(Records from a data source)
== == ==
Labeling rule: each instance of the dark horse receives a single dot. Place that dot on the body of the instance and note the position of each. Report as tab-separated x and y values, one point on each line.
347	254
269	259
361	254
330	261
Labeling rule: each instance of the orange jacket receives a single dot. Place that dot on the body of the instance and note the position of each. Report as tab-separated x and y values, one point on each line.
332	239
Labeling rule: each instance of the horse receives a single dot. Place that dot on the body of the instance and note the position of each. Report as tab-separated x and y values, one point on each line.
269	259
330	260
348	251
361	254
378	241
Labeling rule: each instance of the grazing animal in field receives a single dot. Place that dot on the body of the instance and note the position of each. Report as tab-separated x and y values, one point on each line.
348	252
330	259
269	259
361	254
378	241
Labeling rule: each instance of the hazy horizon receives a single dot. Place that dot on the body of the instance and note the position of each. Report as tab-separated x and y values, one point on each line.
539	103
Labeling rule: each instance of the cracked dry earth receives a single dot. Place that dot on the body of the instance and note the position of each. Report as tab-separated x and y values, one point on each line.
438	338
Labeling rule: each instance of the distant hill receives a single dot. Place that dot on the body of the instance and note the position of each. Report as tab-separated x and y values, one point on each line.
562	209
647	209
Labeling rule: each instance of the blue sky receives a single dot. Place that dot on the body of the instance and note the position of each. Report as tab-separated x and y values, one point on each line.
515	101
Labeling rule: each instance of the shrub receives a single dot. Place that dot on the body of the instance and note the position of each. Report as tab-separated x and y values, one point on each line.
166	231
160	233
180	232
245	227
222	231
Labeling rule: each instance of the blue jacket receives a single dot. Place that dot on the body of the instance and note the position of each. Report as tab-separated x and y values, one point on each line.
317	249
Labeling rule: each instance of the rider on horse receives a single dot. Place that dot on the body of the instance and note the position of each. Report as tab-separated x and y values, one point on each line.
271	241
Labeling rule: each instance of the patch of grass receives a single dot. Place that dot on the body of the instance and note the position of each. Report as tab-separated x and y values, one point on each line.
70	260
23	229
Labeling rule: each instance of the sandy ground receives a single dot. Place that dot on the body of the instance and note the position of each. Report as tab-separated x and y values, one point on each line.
== == ==
The requested lines run from the one with "Labeling rule: each instance of the blue jacket" through the last line of the records. Return them exactly.

Labeling rule: each instance of the blue jacket receives a single dot. Place that dot on the body of the instance and note the position of each. Report as tab-separated x and y values, one point on each line.
317	249
Labeling rule: each instance of the rider on horse receives a single dot. Place that dot on the body of the instance and note the position of each. Report as tab-separated x and y values, one point on each line.
271	241
Labeling rule: each instance of the patch of grass receives a single dot. Place that dot on the body of the instance and note the position of each. Report as tab-separated x and y values, one point on each line.
70	260
23	229
Labeling rule: each instance of the sandy ground receives a single dot. Place that dot on the body of the instance and note the position of each. Report as tab-separated x and y values, one point on each line.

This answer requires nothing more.